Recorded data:
---

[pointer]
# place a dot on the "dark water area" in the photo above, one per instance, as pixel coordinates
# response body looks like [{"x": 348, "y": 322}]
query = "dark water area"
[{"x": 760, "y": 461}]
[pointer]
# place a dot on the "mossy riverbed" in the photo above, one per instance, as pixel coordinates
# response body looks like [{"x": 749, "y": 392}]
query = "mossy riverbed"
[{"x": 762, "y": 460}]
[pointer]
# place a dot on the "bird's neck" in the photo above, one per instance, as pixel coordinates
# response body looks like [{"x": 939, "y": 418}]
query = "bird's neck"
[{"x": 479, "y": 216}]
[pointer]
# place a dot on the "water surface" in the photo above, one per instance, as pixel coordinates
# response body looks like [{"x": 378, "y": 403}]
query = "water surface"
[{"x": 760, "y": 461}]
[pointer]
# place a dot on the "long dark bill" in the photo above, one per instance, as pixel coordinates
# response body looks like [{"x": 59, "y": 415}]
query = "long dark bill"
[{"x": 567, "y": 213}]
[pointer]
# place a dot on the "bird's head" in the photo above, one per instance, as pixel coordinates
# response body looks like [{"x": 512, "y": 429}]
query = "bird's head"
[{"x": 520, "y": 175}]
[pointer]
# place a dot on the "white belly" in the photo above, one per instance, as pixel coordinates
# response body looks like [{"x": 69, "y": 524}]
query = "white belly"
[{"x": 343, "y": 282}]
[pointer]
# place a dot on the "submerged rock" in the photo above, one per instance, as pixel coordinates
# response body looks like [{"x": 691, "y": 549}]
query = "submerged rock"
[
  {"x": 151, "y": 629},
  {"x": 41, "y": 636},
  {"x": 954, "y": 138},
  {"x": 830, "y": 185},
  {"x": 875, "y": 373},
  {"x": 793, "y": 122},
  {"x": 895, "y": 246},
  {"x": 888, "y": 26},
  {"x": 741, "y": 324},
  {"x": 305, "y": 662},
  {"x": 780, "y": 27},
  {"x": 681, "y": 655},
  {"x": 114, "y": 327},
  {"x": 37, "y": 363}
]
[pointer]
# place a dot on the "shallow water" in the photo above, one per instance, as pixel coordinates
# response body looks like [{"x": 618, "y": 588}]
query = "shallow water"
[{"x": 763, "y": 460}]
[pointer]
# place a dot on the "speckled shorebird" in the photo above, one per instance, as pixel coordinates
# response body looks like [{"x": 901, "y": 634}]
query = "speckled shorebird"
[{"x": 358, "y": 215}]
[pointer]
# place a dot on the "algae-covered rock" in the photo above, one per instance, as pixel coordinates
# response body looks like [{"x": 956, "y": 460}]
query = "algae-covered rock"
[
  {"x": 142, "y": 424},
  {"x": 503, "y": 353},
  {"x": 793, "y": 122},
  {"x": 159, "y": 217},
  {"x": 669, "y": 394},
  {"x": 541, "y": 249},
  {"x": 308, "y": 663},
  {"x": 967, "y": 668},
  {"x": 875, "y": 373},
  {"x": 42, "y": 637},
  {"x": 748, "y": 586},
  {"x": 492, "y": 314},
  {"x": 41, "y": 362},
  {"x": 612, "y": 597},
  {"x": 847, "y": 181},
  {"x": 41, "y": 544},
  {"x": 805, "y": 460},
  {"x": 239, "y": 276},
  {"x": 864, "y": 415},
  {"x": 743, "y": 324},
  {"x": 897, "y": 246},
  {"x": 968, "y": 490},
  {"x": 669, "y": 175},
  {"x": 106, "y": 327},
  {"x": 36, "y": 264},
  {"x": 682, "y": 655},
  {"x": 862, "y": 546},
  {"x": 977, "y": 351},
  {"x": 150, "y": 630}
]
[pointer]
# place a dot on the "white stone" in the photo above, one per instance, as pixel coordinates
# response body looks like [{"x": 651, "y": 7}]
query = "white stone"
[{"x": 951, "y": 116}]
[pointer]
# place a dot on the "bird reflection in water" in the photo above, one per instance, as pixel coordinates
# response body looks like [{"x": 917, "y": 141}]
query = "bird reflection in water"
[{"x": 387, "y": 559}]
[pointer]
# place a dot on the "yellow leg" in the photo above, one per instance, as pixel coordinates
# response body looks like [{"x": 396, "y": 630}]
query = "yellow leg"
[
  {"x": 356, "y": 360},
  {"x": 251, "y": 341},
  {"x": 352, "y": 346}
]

---

> **EXERCISE AIM**
Please reproduce all of the entries exactly as they stand.

> **OUTPUT OF THE TASK**
[pointer]
# place a dot on the "dark water area" in the photo above, one per instance, as pixel coordinates
# response body looks like [{"x": 348, "y": 322}]
query = "dark water area"
[{"x": 760, "y": 461}]
[pointer]
# place a dot on the "mossy riverbed" in the photo above, one per instance, as pixel coordinates
# response body looks like [{"x": 749, "y": 392}]
query = "mossy riverbed"
[{"x": 762, "y": 460}]
[pointer]
# place a dot on the "bird's neck" in the photo above, one per instance, as pixel coordinates
# response body looks like [{"x": 939, "y": 418}]
query = "bird's neck"
[{"x": 479, "y": 216}]
[pointer]
# place a dot on the "water surface" in the photo above, one per instance, as pixel coordinates
# response body looks like [{"x": 378, "y": 403}]
query = "water surface"
[{"x": 760, "y": 461}]
[pointer]
# place a dot on the "long dark bill" in the photo above, one per instance, as pixel coordinates
# response body looks like [{"x": 59, "y": 415}]
query = "long dark bill"
[{"x": 567, "y": 213}]
[pointer]
# place a dot on the "bird's head" in the photo above, one per instance, as pixel coordinates
# response body looks like [{"x": 512, "y": 429}]
query = "bird's head"
[{"x": 520, "y": 175}]
[pointer]
# place a dot on the "white belly" in the photo above, one per instance, as pixel coordinates
# response body looks like [{"x": 69, "y": 524}]
query = "white belly"
[{"x": 343, "y": 282}]
[pointer]
# place a dot on the "submerged rock" in the photo above, one per instance, as pixel coordinates
# response body looks like [{"x": 691, "y": 549}]
query = "submerged rock"
[
  {"x": 151, "y": 629},
  {"x": 41, "y": 636},
  {"x": 954, "y": 138},
  {"x": 830, "y": 185},
  {"x": 875, "y": 373},
  {"x": 793, "y": 122},
  {"x": 895, "y": 246},
  {"x": 888, "y": 26},
  {"x": 741, "y": 324},
  {"x": 305, "y": 662},
  {"x": 780, "y": 27},
  {"x": 681, "y": 655},
  {"x": 114, "y": 327},
  {"x": 37, "y": 363}
]
[pointer]
# place a dot on the "shallow water" in the photo above, one per instance, as pixel coordinates
# response body looks like [{"x": 618, "y": 588}]
query = "shallow water"
[{"x": 763, "y": 460}]
[pointer]
# place a dot on the "speckled shorebird" in the photo above, one per instance, as pixel coordinates
# response body looks like [{"x": 901, "y": 634}]
query = "speckled shorebird"
[{"x": 358, "y": 215}]
[pointer]
# place a dot on the "algae-covered rock" in the photo above, one per instance, as pixel coordinates
# response body looks like [{"x": 956, "y": 460}]
query = "algae-covered rock"
[
  {"x": 142, "y": 424},
  {"x": 503, "y": 353},
  {"x": 793, "y": 122},
  {"x": 159, "y": 217},
  {"x": 669, "y": 394},
  {"x": 541, "y": 249},
  {"x": 308, "y": 663},
  {"x": 967, "y": 668},
  {"x": 875, "y": 373},
  {"x": 42, "y": 637},
  {"x": 748, "y": 586},
  {"x": 492, "y": 314},
  {"x": 41, "y": 362},
  {"x": 612, "y": 597},
  {"x": 847, "y": 181},
  {"x": 41, "y": 544},
  {"x": 805, "y": 460},
  {"x": 239, "y": 276},
  {"x": 864, "y": 415},
  {"x": 743, "y": 324},
  {"x": 897, "y": 246},
  {"x": 968, "y": 490},
  {"x": 669, "y": 175},
  {"x": 106, "y": 327},
  {"x": 36, "y": 264},
  {"x": 682, "y": 655},
  {"x": 862, "y": 546},
  {"x": 977, "y": 351},
  {"x": 150, "y": 630}
]
[pointer]
# place a dot on the "white stone" in the photo above, one per instance, as pixel coordinates
# response body looks like [{"x": 651, "y": 7}]
query = "white stone"
[{"x": 951, "y": 116}]
[pointer]
# place a dot on the "bird reflection in water" in the photo above, one per instance, as pixel coordinates
# response body looks like [{"x": 917, "y": 141}]
query = "bird reflection in water"
[{"x": 387, "y": 559}]
[pointer]
# place a dot on the "yellow leg" in the photo above, one per instance, as pixel coordinates
# response body looks like [{"x": 396, "y": 630}]
query = "yellow leg"
[
  {"x": 356, "y": 360},
  {"x": 251, "y": 341},
  {"x": 352, "y": 346}
]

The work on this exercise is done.